WHAT YOU SHOULD DO. Turn every line of the material below into a JSON list of strings, one string per line, omitting blank lines and leaving out the pictures.

STORED DATA.
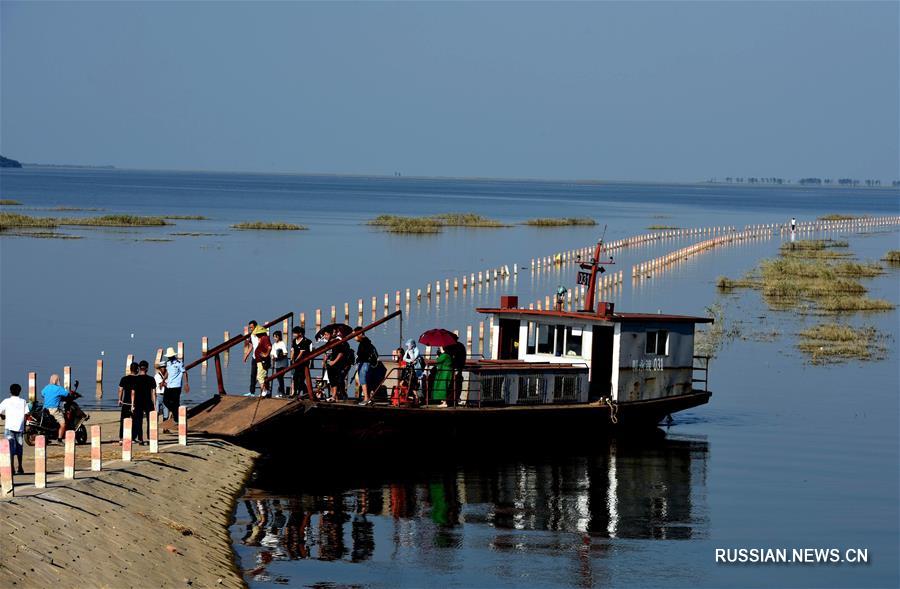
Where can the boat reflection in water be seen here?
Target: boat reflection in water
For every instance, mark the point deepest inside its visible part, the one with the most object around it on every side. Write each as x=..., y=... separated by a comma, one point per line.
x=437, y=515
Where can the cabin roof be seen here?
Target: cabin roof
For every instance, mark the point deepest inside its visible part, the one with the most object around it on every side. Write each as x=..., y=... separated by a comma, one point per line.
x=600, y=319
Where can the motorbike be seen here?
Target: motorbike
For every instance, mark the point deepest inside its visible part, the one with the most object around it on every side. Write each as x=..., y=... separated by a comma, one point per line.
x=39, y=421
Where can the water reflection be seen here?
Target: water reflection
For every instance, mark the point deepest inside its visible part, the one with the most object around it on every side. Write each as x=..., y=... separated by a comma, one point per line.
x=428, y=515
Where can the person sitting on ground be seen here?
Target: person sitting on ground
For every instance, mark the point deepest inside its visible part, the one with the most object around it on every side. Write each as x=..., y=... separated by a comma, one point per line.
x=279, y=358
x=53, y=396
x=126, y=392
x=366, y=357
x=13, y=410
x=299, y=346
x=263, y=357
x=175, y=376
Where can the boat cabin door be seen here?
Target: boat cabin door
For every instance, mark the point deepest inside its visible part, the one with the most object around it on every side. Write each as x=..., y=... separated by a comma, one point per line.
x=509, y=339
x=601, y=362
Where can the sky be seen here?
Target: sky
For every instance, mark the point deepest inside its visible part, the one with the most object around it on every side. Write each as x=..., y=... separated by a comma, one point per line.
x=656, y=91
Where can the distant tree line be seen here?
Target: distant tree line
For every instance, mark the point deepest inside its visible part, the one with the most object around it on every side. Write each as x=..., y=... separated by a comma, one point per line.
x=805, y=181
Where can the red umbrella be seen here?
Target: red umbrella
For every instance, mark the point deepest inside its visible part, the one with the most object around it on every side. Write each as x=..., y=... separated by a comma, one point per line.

SOLUTION TO THE PROBLEM.
[
  "Where can the boat reflection in water be seen here?",
  "Target: boat reflection in water",
  "For every instance, mark the point deepest inside its visible part, the one with the most object around it on every side. Write each as x=..., y=... separated by a comma, one point per line.",
  "x=437, y=515",
  "Where can the cabin roof be seen here?",
  "Target: cabin roof",
  "For every instance, mark the point deepest inside its visible part, the one with the most object around it on every side. Write each as x=..., y=... separated by a comma, one point per line.",
  "x=600, y=319",
  "Where can the motorbike be seen here?",
  "Target: motorbike",
  "For every instance, mark the point deepest inside its visible part, the one with the most object around it on every side. Write each as x=..., y=... separated by a comma, one point per line.",
  "x=39, y=421",
  "Where can the water reflection be seen here?",
  "Target: water reflection",
  "For every instance, mark the point deepest inside its visible part, the one with the most object around it on every side. Write each as x=..., y=... separated by a comma, one point per line.",
  "x=428, y=515",
  "Where can the person sitting on ground be seen here?",
  "Target: person sitting on ground",
  "For every instance, mark the point deepest inside its visible part, the one with the most object around it on every side. Write each as x=..., y=... separated by a comma, one point per line.",
  "x=279, y=358",
  "x=53, y=396",
  "x=126, y=392",
  "x=366, y=357",
  "x=13, y=410",
  "x=299, y=346",
  "x=263, y=357",
  "x=175, y=376",
  "Where can the boat cabin door be seen here?",
  "Target: boat cabin door",
  "For every instance, mark the point deepest inside its visible part, the one with the most object around it on every side. Write each as x=..., y=... separated by a comma, one point per line.",
  "x=509, y=339",
  "x=601, y=362",
  "Where can the sky be seen here?",
  "Target: sky",
  "For every instance, mark the point deepest inside its visible part, the one with the most object around it on every side. Write each as x=..., y=... separated by a comma, one point per line.",
  "x=656, y=91",
  "Where can the distant tree line be seen here?",
  "Target: distant tree line",
  "For every instance, mark the point deepest inside its visible part, the one with the most object around it on every side. Write each as x=..., y=... separated by a comma, one point per line.",
  "x=805, y=181",
  "Where can the red umbrella be seen here?",
  "Target: red umbrella",
  "For every instance, mark the point deepest inside its visible part, the one with the most object around it on every side. Write each as x=..., y=... separated by a comma, one point per line."
]